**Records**
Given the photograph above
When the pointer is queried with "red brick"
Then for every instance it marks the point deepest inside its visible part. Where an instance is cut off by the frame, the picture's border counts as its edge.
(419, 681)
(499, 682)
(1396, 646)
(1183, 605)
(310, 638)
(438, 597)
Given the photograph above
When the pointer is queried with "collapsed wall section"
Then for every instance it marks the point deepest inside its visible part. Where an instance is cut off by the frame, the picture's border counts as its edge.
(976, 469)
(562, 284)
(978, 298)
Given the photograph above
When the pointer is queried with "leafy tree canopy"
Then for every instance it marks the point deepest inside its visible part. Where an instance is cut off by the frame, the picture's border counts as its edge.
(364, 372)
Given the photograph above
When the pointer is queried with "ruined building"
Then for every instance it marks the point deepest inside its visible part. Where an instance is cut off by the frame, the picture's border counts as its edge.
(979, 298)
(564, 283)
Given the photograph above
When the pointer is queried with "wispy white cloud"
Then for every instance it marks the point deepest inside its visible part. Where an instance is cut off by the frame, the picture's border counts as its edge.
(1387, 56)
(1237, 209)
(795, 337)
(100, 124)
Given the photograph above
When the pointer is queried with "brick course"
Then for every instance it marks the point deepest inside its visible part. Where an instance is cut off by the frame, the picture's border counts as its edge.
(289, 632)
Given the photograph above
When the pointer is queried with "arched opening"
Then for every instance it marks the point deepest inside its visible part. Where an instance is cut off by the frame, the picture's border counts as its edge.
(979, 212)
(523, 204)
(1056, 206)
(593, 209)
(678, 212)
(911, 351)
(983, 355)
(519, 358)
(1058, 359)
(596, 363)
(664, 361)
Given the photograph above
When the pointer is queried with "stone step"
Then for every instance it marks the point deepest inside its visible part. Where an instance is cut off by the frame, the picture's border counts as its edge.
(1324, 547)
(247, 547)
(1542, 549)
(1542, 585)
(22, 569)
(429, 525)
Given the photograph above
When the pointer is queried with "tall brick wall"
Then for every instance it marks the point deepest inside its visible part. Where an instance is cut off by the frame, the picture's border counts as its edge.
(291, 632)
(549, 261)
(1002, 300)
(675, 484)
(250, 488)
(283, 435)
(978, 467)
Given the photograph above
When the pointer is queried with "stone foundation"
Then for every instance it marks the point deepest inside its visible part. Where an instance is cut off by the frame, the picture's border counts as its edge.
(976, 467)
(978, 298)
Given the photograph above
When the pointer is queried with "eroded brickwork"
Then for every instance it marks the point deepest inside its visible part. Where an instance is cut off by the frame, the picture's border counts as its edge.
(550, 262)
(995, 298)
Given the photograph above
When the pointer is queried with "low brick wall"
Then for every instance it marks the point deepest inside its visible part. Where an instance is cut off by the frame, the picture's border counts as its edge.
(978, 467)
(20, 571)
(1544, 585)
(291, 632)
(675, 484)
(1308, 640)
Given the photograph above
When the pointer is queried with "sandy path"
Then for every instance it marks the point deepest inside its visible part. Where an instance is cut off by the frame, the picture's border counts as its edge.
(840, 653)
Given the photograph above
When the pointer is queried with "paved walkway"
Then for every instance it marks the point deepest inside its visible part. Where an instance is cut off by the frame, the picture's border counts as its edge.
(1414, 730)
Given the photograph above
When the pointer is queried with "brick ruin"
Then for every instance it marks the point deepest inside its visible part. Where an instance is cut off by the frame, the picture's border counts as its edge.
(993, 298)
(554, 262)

**Goal of the exercise**
All of the entries need to be reproduced exactly; please write them out.

**Written response**
Given the photograph above
When the pointer is queried with "red brick"
Then for every instance it marks the point deepest inside its visible part. Where an instance is cut off by the frame, the picture's border counts as its edge.
(419, 681)
(499, 682)
(1396, 646)
(1183, 605)
(310, 638)
(438, 597)
Given the photograph above
When the pointer is queried with "collapsed wall section"
Then for every instance it marks the point deepest inside its visible part. Where an instance is cut off by the frame, the picture's border counts as its edge.
(976, 469)
(562, 284)
(978, 298)
Given the photograph above
When the pointer is queried with "leafy tree canopy"
Then for every instance it marks the point deepest inside its visible part. Where an instance is cut off by the frame, the picture's border counts as its edge.
(364, 372)
Given the photograph above
When the pointer is queried with "ruined building"
Then for every instance it marks the point deepest inside its visible part. Where an instance is cut off by the frame, the picture's border counts as its edge.
(979, 298)
(564, 283)
Given the photograph above
When the pointer is queried with "wispy white cloud"
Then for every instance it marks the point deepest inside its visible part. Where an instance is cut off by the frame, the picture's border counts as its edge.
(1387, 56)
(1237, 209)
(795, 337)
(100, 124)
Given the photograph above
When the pointer is queried with "brick course"
Then for every instance it marks the point deepest inside its visible part. Where an instance is cut off by the frame, the picture's border counts as its edge.
(289, 632)
Given the photograph above
When the pointer is queried with "arched opening"
Then for every instance it marks the point deepest inside its visible part. Where an instance is cut off by the frame, the picture's border counts as its edge.
(979, 212)
(523, 204)
(1056, 206)
(593, 209)
(678, 212)
(911, 351)
(983, 355)
(519, 358)
(1058, 359)
(596, 363)
(664, 361)
Given the photograph above
When the pointer is queried with "stone step"
Then for every instance it marks the point deepest inside its visible part. Where an instance is cut off by the frame, the picture's border counts as its edge.
(1324, 547)
(247, 547)
(1542, 549)
(1542, 585)
(22, 569)
(429, 525)
Given the photograph above
When the pointer is queried with "tall brick wall"
Then for every instance it marks the point deepest inside its visible part. Where an instance is cut off by the frame, the picture's border counts as its edge.
(291, 632)
(549, 261)
(1002, 300)
(675, 484)
(250, 488)
(283, 435)
(978, 467)
Given the photograph above
When the pointer is queried with "stone foundation"
Then for every instance it marks the point deepest inside its visible part. Where an instance is cut off by the frame, the picture's border counts as its edge.
(976, 467)
(978, 298)
Given the photograph above
When the pointer is queried with "eroded brickwork"
Then for every instance it marks the point deepest inside its visible part. Where an instance is cut off by the frame, the picture's border counts as its edge.
(550, 262)
(995, 298)
Given the photograph above
When the pointer is queried with "low brick wall"
Then for every instance it marks the point deepest inside its visible part. Where an instance is cut off by the frame, the picture's border counts as its edge.
(978, 467)
(20, 571)
(1544, 585)
(291, 632)
(675, 484)
(1308, 640)
Given the photograph above
When the pointer is queried with "sandy path"
Then for every instance it marks the point deepest inside its visible part. Where an instance is cut off by the frame, the picture's border counts as its edge.
(840, 653)
Given the photograph above
When the pointer is queried with "paved walkway"
Then for every instance it marks the point deepest inside its visible part. Where an instance is cut off by the frame, the picture's border counts as its edge.
(1414, 730)
Given the photograph above
When the pointer is queried with "brick ruin"
Then for every instance it marks the point deepest inside its visible part. Where an instance is cut off by the frame, the picture's border counts as its edge.
(993, 298)
(554, 262)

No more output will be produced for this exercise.